GOAL OF THE EXERCISE — Gather every line of the records below that contains the string "negative", treating uppercase and lowercase letters as different.

[Stored data entries]
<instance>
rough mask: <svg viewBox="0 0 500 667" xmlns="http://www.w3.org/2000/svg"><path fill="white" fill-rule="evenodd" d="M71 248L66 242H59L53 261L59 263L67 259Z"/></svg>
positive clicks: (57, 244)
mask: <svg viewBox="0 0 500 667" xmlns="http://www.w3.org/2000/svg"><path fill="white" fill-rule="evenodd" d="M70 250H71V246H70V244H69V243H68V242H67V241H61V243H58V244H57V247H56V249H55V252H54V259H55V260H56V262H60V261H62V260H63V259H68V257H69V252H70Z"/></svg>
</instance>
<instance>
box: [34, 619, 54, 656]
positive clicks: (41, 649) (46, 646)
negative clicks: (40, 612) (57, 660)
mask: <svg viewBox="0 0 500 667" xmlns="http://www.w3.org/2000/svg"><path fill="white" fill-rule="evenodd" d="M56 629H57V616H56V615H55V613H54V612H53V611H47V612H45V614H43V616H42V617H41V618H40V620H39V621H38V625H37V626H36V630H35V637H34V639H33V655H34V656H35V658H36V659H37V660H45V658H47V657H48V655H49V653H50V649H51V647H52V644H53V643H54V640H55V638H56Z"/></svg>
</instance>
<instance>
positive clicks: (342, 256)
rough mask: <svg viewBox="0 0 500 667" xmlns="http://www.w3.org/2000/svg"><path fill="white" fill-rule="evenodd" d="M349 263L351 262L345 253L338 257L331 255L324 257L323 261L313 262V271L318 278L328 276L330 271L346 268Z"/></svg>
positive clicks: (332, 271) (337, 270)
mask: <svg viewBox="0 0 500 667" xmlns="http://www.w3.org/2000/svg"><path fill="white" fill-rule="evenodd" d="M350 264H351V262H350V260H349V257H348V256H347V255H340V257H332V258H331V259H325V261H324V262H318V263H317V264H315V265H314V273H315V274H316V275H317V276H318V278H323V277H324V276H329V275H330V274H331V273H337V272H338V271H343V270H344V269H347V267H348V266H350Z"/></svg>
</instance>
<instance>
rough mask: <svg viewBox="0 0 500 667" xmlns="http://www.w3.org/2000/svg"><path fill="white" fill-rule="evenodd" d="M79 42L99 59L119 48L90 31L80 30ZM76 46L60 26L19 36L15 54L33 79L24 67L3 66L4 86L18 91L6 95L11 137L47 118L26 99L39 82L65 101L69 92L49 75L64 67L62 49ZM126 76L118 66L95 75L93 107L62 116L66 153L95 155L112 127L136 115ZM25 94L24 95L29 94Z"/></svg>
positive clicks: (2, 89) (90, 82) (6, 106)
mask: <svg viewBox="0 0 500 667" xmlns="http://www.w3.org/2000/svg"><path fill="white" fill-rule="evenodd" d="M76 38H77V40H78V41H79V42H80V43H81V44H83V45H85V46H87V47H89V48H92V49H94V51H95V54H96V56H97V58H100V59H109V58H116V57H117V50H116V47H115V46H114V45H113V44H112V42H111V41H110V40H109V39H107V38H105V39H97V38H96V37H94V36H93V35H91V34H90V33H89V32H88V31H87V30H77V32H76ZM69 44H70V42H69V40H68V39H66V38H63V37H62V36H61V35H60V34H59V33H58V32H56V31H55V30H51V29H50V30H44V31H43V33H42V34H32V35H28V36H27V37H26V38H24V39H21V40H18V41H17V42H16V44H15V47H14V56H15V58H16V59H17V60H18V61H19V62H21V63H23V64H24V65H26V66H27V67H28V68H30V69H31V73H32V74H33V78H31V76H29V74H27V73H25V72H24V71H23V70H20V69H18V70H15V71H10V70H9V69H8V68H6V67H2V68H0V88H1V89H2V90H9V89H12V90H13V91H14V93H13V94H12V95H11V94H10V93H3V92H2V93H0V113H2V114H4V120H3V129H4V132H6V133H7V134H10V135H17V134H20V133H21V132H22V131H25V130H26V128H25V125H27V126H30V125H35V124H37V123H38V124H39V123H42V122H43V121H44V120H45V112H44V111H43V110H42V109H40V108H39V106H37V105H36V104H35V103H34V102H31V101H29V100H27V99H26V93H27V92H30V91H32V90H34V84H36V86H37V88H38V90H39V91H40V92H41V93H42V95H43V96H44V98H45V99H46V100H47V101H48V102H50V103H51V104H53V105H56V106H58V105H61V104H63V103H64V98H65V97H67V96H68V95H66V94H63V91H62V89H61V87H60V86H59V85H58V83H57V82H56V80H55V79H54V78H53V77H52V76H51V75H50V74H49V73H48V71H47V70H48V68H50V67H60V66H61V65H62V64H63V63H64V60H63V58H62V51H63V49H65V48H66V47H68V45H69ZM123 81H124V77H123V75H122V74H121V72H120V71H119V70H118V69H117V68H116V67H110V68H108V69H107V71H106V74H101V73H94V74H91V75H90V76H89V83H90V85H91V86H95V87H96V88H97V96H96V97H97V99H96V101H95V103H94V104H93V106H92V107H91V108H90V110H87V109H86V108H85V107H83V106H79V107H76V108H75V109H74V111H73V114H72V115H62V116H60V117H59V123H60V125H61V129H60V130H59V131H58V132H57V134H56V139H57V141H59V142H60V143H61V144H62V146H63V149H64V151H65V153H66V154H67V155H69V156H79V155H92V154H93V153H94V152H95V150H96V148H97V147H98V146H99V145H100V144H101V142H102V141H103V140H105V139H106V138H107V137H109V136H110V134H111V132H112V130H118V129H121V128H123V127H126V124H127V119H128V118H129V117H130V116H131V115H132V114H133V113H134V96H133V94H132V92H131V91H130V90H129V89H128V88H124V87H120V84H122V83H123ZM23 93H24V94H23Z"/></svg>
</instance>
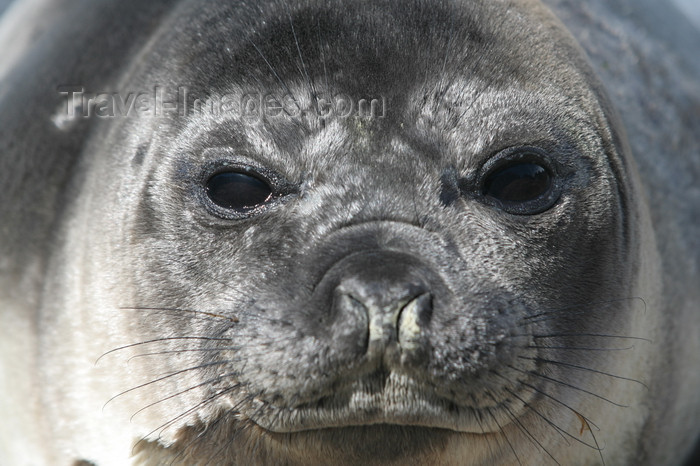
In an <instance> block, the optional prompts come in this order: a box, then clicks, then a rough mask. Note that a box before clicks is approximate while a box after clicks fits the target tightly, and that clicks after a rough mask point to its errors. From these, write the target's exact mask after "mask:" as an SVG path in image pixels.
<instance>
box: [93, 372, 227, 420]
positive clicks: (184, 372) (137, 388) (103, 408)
mask: <svg viewBox="0 0 700 466" xmlns="http://www.w3.org/2000/svg"><path fill="white" fill-rule="evenodd" d="M222 364H226V361H217V362H210V363H206V364H200V365H198V366H194V367H188V368H187V369H180V370H178V371H175V372H172V373H170V374H167V375H164V376H162V377H158V378H156V379H155V380H151V381H150V382H146V383H143V384H140V385H137V386H136V387H132V388H130V389H128V390H124V391H123V392H120V393H118V394H116V395H114V396H113V397H112V398H110V399H109V400H107V402H106V403H105V404H104V405H103V406H102V410H104V409H105V407H106V406H107V405H108V404H109V403H110V402H112V401H113V400H115V399H116V398H119V397H120V396H122V395H125V394H127V393H130V392H133V391H135V390H138V389H139V388H143V387H146V386H149V385H151V384H154V383H158V382H161V381H163V380H166V379H169V378H171V377H174V376H176V375H180V374H183V373H185V372H190V371H195V370H199V369H204V368H206V367H212V366H219V365H222Z"/></svg>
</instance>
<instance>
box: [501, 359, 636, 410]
mask: <svg viewBox="0 0 700 466" xmlns="http://www.w3.org/2000/svg"><path fill="white" fill-rule="evenodd" d="M508 367H510V368H511V369H513V370H516V371H518V372H522V373H523V374H530V375H533V376H535V377H539V378H541V379H544V380H547V381H549V382H553V383H557V384H560V385H563V386H565V387H569V388H571V389H572V390H577V391H580V392H583V393H587V394H588V395H591V396H594V397H596V398H599V399H601V400H603V401H607V402H608V403H610V404H612V405H615V406H619V407H620V408H629V406H628V405H623V404H621V403H616V402H614V401H612V400H609V399H607V398H605V397H603V396H601V395H598V394H597V393H593V392H591V391H589V390H586V389H584V388H581V387H577V386H575V385H572V384H570V383H567V382H563V381H561V380H557V379H554V378H552V377H549V376H546V375H544V374H540V373H539V372H536V371H524V370H522V369H518V368H517V367H514V366H512V365H510V364H509V365H508Z"/></svg>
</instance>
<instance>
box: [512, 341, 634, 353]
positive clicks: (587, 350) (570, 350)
mask: <svg viewBox="0 0 700 466" xmlns="http://www.w3.org/2000/svg"><path fill="white" fill-rule="evenodd" d="M507 344H508V345H510V346H514V347H516V348H529V349H541V350H567V351H627V350H631V349H634V348H635V347H634V345H632V346H627V347H625V348H592V347H581V346H542V345H517V344H513V343H507Z"/></svg>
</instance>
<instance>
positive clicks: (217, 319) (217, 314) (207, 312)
mask: <svg viewBox="0 0 700 466" xmlns="http://www.w3.org/2000/svg"><path fill="white" fill-rule="evenodd" d="M119 310H122V311H124V310H127V311H154V312H159V313H160V312H162V313H170V314H194V315H195V316H196V317H200V318H201V320H204V321H210V320H225V321H228V322H232V323H238V322H239V320H238V317H237V316H225V315H222V314H217V313H215V312H208V311H196V310H194V309H184V308H178V307H146V306H128V307H119Z"/></svg>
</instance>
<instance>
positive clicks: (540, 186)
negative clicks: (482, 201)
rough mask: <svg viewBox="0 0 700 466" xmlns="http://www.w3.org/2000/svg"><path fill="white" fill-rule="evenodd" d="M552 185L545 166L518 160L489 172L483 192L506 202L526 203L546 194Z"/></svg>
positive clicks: (490, 195)
mask: <svg viewBox="0 0 700 466" xmlns="http://www.w3.org/2000/svg"><path fill="white" fill-rule="evenodd" d="M551 187H552V176H551V174H550V173H549V171H548V170H547V169H546V168H545V167H543V166H541V165H538V164H536V163H532V162H516V163H513V164H510V165H508V166H506V167H504V168H500V169H498V170H495V171H494V172H493V173H491V174H489V175H488V176H487V178H486V180H485V182H484V189H483V194H484V195H486V196H489V197H492V198H494V199H497V200H499V201H501V202H504V203H525V202H530V201H534V200H537V199H539V198H541V197H542V196H545V195H546V194H547V193H548V192H549V190H550V188H551Z"/></svg>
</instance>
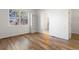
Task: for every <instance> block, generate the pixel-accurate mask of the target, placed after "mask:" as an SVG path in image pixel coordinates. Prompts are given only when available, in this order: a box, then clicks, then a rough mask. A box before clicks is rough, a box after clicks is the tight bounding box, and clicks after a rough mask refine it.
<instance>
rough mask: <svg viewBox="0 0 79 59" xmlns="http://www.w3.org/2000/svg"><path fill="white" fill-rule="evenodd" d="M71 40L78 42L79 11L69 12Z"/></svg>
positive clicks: (78, 30)
mask: <svg viewBox="0 0 79 59" xmlns="http://www.w3.org/2000/svg"><path fill="white" fill-rule="evenodd" d="M71 33H72V35H71V39H77V40H79V9H72V10H71Z"/></svg>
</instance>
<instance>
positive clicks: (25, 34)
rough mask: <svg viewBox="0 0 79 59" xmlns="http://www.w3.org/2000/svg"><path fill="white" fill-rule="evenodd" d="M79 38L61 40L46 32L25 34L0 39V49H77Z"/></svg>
mask: <svg viewBox="0 0 79 59" xmlns="http://www.w3.org/2000/svg"><path fill="white" fill-rule="evenodd" d="M78 49H79V40H75V39H73V38H72V39H70V40H63V39H59V38H55V37H50V36H48V35H46V34H41V33H35V34H25V35H20V36H15V37H10V38H4V39H0V50H78Z"/></svg>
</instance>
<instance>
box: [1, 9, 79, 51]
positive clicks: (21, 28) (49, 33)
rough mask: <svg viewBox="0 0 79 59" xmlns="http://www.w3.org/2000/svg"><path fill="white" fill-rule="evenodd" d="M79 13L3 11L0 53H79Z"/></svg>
mask: <svg viewBox="0 0 79 59" xmlns="http://www.w3.org/2000/svg"><path fill="white" fill-rule="evenodd" d="M78 20H79V10H73V9H71V10H70V9H0V50H78V49H79V46H78V45H79V28H78V24H79V21H78Z"/></svg>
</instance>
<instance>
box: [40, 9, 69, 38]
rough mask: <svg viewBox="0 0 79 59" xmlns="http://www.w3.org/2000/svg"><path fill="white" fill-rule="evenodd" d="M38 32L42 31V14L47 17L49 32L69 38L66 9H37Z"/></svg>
mask: <svg viewBox="0 0 79 59" xmlns="http://www.w3.org/2000/svg"><path fill="white" fill-rule="evenodd" d="M38 14H39V17H38V18H39V20H40V22H41V23H40V26H39V32H44V31H45V30H44V28H45V27H44V22H45V18H44V15H45V14H47V15H48V17H49V23H50V24H49V34H50V35H52V36H55V37H59V38H63V39H69V18H68V16H69V15H68V10H66V9H50V10H39V13H38Z"/></svg>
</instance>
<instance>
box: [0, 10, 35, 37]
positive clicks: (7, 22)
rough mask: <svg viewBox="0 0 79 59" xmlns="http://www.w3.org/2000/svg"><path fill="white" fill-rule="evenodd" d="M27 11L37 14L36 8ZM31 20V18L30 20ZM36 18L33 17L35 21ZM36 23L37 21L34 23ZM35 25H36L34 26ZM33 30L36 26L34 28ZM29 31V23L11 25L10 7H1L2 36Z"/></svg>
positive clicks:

RESPONSE FOR THIS EXERCISE —
negative clicks: (40, 612) (57, 660)
negative clicks: (482, 201)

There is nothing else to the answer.